**Task goal:** Can you extract the passage of the Pomaderris subcapitata text below word for word, beginning at "Pomaderris subcapitata is a species" and stopping after "or yellow flowers."?

**Extract:**
───
Pomaderris subcapitata is a species of flowering plant in the family Rhamnaceae and is endemic to south-eastern continental Australia. It is a shrub with hairy stems, elliptic to egg-shaped leaves and dense clusters of cream-coloured or yellow flowers.

==Description==
Pomaderris subcapitata is a shrub that typically grows to a height of 2-4 m, its stems covered with woolly, whitish, star-shaped hairs and longer simple, rust-coloured hairs. The leaves are elliptic to egg-shaped with the narrower end towards the base, 7–17 mm long and 5–10 mm wide with stipules 3–7 mm long at the base, but that fall off as the leaves age. The upper surface of the leaves is velvet-hairy with impressed veins, the lower surface with hairs like those on the stems. The flowers are cream-coloured to yellow, borne in dense clusters 20–50 mm long and wide, each flower on a pedicel 1–2 mm long. The floral cup and sepals are covered with whitish simple and grey star-shaped hairs. The sepals are 2.0–2.5 mm long but fall off as the flowers open and the petals, when present, are spatula-shaped and 1.5–2.5 mm long. Flowering occurs from September to November and the fruit is a hairy capsule.
───
Dataset entries:
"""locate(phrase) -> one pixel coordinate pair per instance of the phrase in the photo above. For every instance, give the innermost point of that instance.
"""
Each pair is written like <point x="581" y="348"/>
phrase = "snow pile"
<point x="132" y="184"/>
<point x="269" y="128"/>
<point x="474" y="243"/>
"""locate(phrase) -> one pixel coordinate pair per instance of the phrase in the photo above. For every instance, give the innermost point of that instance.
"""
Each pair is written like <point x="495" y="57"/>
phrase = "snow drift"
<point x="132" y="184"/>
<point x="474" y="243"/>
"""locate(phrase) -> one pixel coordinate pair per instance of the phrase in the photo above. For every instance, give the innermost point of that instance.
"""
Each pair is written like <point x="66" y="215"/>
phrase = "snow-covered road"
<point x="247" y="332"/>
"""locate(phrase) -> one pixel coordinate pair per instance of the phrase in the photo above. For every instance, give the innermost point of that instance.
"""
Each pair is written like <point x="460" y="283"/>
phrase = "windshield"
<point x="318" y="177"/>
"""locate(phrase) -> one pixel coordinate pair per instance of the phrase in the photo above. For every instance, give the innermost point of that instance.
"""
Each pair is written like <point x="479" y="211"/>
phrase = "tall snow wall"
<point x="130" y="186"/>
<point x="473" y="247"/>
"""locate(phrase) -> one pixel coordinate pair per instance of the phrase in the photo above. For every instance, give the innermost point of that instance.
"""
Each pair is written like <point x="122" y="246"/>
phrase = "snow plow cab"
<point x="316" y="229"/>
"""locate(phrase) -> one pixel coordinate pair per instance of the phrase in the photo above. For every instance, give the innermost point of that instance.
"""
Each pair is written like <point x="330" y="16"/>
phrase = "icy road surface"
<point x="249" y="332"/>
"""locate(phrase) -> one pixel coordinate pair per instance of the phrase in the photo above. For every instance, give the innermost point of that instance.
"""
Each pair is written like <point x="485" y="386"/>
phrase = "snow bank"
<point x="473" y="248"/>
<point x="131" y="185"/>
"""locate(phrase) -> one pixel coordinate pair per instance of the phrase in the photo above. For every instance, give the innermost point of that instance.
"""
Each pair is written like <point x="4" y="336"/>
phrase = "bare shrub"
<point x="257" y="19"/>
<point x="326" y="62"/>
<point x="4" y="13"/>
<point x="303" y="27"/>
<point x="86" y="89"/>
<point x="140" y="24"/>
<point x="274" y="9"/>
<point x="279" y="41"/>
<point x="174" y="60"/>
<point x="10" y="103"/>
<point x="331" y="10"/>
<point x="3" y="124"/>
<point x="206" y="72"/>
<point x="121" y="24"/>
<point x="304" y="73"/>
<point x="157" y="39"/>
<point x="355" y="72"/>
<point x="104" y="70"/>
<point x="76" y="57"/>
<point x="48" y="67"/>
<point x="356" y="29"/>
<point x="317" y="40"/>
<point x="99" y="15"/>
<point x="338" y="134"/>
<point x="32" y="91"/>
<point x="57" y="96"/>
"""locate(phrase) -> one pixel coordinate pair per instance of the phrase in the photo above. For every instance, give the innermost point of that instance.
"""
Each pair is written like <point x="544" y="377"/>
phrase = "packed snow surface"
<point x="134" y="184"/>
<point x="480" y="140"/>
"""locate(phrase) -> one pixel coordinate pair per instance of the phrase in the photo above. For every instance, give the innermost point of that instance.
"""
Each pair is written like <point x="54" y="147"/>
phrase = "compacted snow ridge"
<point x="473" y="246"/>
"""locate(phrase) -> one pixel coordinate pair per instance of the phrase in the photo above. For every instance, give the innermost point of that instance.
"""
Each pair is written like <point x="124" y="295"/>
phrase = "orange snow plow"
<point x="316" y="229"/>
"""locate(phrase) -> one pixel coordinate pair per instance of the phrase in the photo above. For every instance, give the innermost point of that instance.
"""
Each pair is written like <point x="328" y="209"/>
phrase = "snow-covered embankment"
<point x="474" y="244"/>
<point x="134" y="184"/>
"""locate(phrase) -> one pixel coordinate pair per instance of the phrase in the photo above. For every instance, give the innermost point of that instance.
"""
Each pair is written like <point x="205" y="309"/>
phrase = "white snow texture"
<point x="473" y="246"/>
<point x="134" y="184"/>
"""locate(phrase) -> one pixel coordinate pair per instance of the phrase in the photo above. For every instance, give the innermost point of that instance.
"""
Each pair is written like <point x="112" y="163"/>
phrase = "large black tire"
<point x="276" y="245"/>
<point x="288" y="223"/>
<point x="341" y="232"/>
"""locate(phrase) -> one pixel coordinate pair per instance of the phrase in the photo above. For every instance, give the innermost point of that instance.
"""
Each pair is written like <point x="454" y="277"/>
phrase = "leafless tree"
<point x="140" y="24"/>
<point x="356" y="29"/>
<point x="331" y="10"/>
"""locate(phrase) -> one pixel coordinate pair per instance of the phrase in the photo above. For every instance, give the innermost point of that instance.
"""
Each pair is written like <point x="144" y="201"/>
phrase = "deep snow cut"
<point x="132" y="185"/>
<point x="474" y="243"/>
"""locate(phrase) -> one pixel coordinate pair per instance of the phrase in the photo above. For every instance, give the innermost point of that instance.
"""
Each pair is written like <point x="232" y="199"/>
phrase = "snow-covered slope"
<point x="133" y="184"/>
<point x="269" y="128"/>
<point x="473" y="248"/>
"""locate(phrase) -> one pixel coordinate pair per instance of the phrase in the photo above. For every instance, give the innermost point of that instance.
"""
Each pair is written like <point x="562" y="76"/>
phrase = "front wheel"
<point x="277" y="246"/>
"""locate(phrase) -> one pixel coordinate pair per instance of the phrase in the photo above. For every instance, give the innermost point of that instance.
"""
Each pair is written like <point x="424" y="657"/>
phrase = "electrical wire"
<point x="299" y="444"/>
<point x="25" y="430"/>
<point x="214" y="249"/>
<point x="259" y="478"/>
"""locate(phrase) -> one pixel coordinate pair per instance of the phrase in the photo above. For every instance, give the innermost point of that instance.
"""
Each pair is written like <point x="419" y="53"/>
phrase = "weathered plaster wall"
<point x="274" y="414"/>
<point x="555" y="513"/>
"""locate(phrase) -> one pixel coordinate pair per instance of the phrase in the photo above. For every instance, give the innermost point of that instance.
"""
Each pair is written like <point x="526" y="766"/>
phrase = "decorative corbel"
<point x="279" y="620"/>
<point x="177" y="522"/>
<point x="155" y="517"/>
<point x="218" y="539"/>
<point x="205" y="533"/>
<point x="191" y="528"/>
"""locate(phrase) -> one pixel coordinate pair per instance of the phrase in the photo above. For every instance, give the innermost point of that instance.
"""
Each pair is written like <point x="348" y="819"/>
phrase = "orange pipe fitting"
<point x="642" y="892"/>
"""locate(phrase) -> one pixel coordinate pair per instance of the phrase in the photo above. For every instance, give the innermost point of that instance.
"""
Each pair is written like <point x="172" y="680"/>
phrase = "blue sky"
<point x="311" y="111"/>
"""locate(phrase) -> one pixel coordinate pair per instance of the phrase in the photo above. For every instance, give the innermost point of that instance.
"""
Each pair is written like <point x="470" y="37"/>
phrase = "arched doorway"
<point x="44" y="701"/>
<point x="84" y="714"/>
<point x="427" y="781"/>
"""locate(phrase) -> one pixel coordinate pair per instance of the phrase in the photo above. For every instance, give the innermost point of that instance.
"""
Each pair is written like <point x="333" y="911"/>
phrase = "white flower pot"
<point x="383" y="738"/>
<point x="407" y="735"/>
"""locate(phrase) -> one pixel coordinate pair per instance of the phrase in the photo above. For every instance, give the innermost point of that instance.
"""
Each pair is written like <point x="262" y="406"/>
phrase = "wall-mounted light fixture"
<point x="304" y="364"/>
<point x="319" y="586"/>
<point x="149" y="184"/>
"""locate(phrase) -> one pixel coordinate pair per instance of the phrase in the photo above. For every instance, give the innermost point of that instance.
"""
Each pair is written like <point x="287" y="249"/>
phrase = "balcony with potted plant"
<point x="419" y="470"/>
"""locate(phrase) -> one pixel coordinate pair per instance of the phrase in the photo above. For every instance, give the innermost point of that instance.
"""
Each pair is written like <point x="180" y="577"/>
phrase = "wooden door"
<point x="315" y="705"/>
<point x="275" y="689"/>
───
**Response below:**
Pomaderris subcapitata is a species of flowering plant in the family Rhamnaceae and is endemic to south-eastern continental Australia. It is a shrub with hairy stems, elliptic to egg-shaped leaves and dense clusters of cream-coloured or yellow flowers.